:: Entries shown ::
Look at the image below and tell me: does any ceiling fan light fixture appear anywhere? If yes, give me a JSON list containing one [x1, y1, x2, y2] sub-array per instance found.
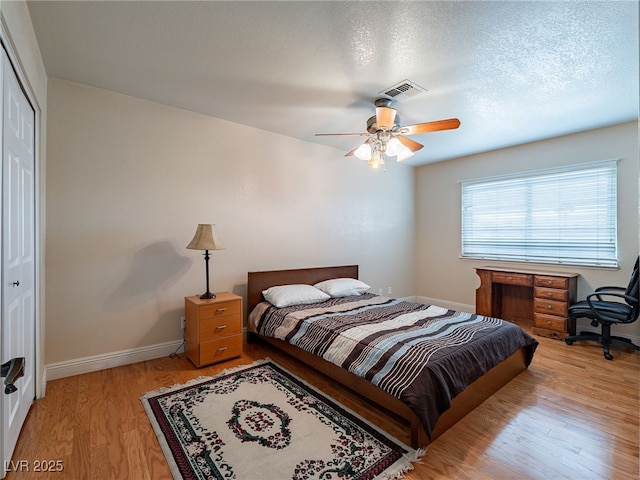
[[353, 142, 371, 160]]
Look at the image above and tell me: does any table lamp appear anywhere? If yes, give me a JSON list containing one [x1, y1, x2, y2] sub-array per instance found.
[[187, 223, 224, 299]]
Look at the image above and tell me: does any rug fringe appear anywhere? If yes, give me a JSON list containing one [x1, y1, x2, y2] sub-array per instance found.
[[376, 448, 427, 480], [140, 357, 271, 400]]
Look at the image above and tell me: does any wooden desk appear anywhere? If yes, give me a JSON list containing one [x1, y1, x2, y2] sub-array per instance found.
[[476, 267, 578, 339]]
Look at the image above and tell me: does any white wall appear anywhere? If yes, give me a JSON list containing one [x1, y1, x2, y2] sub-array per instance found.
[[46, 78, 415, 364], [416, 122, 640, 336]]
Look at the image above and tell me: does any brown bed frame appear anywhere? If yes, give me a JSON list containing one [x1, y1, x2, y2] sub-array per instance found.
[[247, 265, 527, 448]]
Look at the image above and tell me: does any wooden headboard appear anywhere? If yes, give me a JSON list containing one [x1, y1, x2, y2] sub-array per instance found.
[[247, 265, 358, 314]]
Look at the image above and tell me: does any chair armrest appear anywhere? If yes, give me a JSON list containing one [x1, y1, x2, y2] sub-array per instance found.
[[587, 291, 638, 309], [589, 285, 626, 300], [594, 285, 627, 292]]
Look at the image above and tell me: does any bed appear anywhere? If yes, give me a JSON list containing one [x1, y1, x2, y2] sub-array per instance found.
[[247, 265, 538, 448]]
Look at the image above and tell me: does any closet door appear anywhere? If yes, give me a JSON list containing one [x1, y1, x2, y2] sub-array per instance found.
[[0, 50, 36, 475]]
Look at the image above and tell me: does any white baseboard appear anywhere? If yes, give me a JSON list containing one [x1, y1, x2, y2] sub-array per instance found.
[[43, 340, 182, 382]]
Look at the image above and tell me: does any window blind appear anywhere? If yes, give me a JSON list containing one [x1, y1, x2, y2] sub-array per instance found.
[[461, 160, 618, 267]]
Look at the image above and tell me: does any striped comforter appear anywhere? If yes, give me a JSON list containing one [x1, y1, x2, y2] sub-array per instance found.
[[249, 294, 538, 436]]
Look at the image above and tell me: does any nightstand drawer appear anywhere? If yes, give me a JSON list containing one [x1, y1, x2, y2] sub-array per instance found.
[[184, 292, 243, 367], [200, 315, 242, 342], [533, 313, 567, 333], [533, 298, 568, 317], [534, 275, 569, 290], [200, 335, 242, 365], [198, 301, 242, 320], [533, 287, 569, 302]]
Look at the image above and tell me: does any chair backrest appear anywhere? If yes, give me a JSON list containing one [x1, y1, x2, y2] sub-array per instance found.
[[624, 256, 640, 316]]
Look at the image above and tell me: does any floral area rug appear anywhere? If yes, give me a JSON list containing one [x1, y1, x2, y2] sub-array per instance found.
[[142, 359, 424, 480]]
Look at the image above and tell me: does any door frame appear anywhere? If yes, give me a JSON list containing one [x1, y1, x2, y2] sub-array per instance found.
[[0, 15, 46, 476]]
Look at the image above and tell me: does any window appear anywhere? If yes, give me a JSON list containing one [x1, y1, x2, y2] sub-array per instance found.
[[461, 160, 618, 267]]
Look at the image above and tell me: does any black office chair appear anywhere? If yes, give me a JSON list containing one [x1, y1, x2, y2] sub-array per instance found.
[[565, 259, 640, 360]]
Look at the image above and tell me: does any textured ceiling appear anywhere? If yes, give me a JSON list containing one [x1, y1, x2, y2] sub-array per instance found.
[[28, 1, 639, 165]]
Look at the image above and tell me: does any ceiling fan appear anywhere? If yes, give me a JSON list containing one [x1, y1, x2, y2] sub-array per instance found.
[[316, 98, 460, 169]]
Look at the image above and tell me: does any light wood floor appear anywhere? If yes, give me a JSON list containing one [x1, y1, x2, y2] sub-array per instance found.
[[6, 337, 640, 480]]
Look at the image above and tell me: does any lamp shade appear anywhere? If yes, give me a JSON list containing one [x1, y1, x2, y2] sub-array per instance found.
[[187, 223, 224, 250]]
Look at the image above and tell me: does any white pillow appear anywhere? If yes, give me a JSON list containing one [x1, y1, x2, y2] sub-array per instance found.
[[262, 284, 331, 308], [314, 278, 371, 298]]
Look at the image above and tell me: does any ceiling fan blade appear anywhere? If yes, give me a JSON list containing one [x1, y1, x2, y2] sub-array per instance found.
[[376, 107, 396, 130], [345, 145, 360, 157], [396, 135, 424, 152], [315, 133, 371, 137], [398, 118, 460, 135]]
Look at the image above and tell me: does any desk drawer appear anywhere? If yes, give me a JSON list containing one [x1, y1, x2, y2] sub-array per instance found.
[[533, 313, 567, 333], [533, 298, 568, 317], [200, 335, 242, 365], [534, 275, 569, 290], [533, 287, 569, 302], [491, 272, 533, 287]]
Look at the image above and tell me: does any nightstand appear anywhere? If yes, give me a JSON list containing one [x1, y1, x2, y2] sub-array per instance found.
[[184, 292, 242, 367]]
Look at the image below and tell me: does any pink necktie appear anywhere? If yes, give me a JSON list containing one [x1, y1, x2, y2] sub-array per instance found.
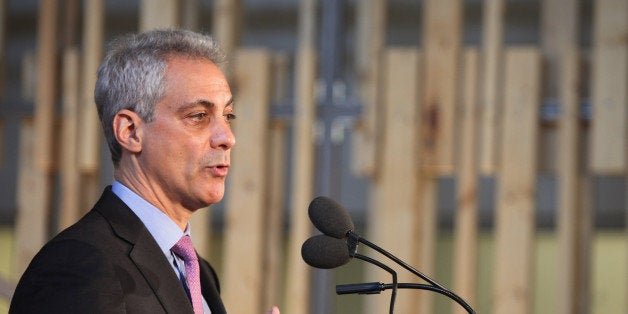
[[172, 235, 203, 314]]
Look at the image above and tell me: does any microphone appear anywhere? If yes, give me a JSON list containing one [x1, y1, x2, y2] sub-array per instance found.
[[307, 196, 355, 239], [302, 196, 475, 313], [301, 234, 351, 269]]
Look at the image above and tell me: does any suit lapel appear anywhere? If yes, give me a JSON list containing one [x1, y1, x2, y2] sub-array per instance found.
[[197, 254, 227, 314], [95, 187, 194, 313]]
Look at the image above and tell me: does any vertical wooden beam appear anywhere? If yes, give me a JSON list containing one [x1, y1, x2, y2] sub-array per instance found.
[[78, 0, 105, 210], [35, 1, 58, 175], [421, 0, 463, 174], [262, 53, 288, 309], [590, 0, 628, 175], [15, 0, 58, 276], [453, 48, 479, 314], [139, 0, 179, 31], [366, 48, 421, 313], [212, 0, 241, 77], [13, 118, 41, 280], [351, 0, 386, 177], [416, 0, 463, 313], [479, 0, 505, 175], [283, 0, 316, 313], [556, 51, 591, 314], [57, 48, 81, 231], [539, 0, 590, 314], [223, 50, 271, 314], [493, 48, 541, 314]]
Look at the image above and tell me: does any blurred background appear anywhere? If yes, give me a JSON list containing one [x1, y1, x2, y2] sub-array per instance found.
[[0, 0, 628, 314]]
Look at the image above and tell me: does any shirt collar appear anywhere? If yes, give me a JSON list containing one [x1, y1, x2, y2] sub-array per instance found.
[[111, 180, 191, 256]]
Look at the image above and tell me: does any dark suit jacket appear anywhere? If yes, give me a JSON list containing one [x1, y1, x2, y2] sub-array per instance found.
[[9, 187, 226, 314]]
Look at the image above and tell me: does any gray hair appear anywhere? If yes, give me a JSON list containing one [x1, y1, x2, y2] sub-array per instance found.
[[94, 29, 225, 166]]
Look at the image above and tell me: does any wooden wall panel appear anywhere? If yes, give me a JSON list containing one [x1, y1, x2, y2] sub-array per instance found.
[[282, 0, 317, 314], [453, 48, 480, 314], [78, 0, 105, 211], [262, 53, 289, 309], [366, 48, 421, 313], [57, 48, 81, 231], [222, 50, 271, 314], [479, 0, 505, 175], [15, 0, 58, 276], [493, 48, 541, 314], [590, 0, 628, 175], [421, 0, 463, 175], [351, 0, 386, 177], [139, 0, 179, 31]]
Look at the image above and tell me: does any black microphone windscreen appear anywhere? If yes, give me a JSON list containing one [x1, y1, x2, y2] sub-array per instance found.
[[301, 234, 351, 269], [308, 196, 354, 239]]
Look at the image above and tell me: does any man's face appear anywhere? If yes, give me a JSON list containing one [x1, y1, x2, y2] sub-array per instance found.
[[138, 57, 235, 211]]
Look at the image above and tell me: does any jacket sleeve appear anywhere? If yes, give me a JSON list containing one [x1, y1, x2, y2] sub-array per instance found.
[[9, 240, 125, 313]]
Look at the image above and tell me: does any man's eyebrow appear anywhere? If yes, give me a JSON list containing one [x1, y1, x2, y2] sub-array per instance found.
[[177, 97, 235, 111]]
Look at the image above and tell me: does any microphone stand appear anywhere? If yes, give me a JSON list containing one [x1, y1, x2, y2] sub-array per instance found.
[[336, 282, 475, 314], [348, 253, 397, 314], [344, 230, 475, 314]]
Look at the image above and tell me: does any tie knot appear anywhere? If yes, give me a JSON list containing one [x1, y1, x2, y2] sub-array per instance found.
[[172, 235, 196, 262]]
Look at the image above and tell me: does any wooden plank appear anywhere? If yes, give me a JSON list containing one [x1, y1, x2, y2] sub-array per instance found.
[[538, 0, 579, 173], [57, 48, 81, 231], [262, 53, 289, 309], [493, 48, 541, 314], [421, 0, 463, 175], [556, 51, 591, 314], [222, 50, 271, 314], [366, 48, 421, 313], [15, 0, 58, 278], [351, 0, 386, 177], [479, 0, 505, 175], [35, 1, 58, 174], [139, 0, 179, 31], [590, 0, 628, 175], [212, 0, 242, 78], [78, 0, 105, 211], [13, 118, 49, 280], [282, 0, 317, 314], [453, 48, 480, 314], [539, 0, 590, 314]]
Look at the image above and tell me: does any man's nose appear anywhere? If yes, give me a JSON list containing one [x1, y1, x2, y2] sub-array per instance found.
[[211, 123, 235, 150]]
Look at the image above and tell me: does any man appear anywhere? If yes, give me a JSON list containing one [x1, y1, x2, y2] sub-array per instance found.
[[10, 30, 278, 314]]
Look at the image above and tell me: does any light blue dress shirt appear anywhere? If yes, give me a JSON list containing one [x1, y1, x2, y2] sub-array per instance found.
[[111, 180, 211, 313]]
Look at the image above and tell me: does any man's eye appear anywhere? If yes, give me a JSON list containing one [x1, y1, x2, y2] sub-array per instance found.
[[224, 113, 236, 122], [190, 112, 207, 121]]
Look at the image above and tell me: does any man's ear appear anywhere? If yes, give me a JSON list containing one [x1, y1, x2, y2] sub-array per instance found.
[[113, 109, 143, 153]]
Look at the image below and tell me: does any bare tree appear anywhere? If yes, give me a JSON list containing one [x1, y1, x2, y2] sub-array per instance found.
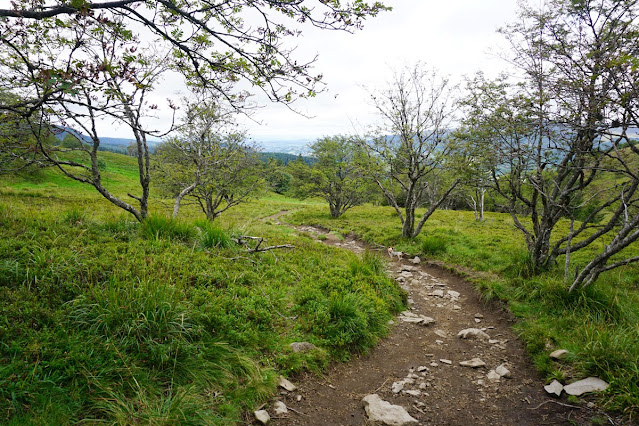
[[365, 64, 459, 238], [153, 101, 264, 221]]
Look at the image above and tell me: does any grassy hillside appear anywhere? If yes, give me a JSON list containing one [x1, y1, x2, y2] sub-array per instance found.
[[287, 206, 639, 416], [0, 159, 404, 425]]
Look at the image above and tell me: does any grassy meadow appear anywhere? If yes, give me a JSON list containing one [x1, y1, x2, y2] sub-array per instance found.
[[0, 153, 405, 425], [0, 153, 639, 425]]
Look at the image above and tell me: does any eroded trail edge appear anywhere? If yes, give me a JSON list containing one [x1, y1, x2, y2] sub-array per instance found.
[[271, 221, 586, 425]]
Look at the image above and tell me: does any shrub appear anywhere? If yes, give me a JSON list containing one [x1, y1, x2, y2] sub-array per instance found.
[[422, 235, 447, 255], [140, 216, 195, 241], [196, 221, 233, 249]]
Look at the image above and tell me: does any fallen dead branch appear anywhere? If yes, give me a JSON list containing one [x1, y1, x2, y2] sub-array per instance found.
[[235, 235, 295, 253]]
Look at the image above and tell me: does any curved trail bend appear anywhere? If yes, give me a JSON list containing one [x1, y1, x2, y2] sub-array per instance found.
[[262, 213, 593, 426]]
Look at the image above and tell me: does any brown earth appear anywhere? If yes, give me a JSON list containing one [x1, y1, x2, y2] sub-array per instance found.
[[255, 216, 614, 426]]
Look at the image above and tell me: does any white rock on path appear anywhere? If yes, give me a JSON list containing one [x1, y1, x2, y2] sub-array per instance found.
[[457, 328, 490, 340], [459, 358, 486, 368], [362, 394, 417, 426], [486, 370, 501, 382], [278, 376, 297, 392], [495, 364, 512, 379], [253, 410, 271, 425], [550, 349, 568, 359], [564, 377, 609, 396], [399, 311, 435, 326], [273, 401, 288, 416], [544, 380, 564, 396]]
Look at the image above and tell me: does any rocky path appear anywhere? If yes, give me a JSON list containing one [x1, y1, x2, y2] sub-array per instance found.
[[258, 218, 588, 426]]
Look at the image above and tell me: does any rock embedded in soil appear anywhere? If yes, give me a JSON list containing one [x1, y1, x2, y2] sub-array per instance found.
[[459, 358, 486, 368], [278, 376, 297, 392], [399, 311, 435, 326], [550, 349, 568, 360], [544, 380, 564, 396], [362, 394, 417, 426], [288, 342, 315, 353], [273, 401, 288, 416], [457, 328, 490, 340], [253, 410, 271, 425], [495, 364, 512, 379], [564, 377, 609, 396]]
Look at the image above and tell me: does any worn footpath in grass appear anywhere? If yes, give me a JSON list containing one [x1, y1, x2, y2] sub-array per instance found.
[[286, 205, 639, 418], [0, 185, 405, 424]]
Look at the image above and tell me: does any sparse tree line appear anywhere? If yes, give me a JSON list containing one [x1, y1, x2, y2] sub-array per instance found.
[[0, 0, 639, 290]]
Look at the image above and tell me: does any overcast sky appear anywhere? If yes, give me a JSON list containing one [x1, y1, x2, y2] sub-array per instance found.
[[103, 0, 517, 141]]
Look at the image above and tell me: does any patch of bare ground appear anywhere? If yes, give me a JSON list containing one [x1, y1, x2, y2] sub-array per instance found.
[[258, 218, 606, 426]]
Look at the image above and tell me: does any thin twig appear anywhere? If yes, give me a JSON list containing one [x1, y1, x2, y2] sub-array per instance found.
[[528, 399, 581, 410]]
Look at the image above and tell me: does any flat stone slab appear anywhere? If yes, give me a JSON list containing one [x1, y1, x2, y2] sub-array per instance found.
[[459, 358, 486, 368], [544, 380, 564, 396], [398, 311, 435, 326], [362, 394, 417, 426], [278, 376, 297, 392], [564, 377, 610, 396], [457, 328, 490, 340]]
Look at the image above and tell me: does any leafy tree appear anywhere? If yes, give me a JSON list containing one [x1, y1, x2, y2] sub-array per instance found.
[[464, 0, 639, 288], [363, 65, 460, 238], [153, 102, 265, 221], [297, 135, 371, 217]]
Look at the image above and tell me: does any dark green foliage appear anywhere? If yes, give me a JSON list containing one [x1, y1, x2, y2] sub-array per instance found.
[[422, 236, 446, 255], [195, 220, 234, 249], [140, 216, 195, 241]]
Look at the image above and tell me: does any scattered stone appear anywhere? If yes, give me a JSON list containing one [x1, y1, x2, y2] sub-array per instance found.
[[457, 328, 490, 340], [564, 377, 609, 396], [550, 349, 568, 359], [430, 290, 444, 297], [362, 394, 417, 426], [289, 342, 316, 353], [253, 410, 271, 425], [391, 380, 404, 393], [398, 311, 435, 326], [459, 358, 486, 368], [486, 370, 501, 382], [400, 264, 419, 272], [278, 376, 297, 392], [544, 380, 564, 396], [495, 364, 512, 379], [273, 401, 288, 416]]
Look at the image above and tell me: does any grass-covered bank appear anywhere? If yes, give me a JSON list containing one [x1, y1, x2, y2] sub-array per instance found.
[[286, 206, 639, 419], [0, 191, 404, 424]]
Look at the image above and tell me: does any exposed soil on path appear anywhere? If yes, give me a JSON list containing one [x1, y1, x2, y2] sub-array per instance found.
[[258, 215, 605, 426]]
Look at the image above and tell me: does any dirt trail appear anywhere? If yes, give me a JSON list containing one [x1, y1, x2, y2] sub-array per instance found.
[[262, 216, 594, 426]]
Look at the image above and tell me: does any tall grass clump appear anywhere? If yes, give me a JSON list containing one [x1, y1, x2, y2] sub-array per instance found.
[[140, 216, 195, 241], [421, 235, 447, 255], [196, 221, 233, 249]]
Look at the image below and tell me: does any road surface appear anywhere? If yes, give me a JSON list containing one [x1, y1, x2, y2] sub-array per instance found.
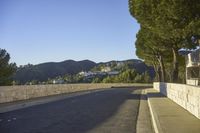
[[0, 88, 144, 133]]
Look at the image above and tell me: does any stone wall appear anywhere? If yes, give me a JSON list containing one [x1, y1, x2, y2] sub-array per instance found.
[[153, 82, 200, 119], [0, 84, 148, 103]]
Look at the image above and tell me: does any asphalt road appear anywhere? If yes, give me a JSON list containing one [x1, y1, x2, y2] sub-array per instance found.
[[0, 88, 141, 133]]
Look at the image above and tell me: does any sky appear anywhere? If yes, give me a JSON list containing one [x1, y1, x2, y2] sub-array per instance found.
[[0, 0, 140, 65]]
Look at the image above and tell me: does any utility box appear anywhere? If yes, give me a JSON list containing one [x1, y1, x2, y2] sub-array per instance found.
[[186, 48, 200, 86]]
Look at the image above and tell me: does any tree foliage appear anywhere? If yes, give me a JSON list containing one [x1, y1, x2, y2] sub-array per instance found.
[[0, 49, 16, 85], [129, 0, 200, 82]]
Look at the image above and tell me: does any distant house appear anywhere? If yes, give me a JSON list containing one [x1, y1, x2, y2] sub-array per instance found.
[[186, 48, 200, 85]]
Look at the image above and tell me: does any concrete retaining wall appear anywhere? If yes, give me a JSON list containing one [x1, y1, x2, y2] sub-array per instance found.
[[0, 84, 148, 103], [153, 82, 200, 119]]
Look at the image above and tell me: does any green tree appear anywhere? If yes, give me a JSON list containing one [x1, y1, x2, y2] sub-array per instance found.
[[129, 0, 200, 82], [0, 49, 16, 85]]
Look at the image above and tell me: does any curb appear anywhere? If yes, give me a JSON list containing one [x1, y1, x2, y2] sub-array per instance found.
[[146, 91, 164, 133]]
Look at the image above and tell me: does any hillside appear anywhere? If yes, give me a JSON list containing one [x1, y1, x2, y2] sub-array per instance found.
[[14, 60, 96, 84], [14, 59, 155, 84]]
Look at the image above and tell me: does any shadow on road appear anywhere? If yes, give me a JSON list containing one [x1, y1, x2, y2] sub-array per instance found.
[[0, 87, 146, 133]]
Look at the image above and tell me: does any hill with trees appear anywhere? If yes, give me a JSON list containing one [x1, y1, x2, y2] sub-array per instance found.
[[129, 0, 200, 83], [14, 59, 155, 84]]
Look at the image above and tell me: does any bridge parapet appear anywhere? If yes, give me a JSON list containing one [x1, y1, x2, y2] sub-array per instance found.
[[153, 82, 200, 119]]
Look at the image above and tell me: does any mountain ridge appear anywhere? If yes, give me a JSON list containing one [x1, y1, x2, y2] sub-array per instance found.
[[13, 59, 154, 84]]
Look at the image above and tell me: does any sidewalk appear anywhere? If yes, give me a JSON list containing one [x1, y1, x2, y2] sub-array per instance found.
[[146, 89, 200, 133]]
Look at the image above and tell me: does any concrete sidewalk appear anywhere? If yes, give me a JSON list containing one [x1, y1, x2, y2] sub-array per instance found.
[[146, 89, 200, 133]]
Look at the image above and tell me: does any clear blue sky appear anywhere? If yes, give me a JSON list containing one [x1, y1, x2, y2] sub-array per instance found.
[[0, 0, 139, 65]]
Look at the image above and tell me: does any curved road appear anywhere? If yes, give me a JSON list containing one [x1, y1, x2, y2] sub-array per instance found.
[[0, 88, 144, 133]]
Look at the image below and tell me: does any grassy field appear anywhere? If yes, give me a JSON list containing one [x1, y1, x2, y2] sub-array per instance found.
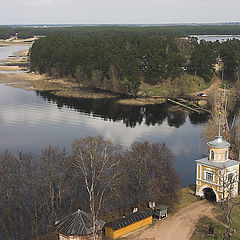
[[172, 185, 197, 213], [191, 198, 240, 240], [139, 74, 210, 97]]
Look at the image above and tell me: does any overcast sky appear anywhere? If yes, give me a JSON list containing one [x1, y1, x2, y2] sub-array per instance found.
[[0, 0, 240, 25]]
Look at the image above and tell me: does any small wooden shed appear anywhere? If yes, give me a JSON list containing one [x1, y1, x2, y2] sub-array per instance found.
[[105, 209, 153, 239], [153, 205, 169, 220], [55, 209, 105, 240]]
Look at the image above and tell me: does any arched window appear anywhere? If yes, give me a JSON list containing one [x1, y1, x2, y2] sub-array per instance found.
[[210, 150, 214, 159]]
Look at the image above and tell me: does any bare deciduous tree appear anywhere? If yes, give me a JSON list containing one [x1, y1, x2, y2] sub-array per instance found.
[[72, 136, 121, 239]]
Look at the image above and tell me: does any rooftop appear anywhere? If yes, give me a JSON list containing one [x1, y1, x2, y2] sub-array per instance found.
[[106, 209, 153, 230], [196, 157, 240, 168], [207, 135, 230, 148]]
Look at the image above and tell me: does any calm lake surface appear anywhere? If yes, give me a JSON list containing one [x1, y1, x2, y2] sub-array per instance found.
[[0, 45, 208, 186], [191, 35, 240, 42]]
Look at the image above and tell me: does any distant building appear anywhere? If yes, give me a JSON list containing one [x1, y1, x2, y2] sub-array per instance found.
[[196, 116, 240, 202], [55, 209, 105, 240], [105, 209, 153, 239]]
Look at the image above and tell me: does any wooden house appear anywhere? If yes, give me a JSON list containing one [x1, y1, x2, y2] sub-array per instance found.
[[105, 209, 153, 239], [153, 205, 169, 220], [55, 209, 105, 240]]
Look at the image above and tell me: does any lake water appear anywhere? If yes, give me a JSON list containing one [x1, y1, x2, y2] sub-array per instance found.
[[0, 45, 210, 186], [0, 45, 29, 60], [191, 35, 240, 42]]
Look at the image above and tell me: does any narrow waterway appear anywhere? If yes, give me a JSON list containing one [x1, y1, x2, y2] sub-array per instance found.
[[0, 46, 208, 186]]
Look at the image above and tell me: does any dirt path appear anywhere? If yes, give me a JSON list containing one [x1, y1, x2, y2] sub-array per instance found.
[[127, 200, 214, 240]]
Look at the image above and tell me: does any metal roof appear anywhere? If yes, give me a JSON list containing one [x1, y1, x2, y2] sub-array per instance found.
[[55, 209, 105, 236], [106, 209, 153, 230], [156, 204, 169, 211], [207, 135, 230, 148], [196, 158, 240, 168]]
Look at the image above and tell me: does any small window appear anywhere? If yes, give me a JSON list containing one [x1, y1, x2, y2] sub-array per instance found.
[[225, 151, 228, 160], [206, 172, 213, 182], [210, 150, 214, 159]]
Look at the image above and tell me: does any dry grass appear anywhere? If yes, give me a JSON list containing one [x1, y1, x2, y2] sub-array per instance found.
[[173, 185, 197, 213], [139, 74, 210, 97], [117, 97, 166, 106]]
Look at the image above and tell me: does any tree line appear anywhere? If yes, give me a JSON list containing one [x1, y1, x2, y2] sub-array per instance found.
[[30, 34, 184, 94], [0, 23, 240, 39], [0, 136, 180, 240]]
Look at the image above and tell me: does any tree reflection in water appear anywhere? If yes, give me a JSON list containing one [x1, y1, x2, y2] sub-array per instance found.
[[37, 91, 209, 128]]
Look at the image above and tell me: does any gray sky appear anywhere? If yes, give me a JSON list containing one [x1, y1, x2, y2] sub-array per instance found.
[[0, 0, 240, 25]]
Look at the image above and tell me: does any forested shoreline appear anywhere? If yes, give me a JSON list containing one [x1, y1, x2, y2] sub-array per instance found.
:::
● What is being asked:
Change "concrete retaining wall" to "stone retaining wall" in the listing, covering everything from the line containing "any distant house" down to the line containing "[[13, 59, 154, 84]]". Return only those lines, with nothing else altered.

● Response for this exercise:
Look at the image above and tell me: does any distant house appear anywhere? If yes, give me a JSON list containing one [x1, y1, x2, y2] sub-array per instance found.
[[186, 48, 200, 85]]
Look at the image above and tell me: does any stone retaining wall appear anywhere? If yes, give me a JSON list containing one [x1, y1, x2, y2] sub-array per instance found.
[[0, 84, 148, 103], [153, 82, 200, 119]]
Look at the image above and tell me: does any green tree appear anywhere? If yes, give me a JSON list containing one [x1, y1, x2, y2] sub-array per instance found.
[[129, 0, 200, 82], [0, 49, 16, 85]]
Look at the image above and tell me: does any curb appear anywhere? If yes, give me a JSON list containing one [x1, y1, x2, y2] sub-array per instance found.
[[146, 91, 164, 133]]
Look at the image above and tell me: does any hillside appear anywhere? If yes, give me a JSON list containing one [x1, y1, x2, y2] sub-array per instance found.
[[14, 60, 96, 84], [14, 59, 155, 84]]
Look at the image above and tell me: does any shadow on road appear anywhere? If yes, give me a JSON list containing one [x1, y1, x2, y2] sub-array per instance found.
[[0, 87, 146, 133]]
Look at the image above and tell me: does any hill with trees appear anywhere? If yes, give me a JSON list containing one [x1, y1, x2, y2] sub-array per instance found.
[[129, 0, 200, 83], [14, 59, 155, 84]]
Look at the image above and tell me: does any bridge parapet appear anywhere? If yes, give me a JSON list containing one [x1, y1, x2, y2] sub-array per instance found.
[[153, 82, 200, 119]]
Look at the image above and tell me: does any mountain ridge appear anywhere? If yes, give me a JSON list containing one [x1, y1, x2, y2] sub-array per instance found.
[[13, 59, 154, 84]]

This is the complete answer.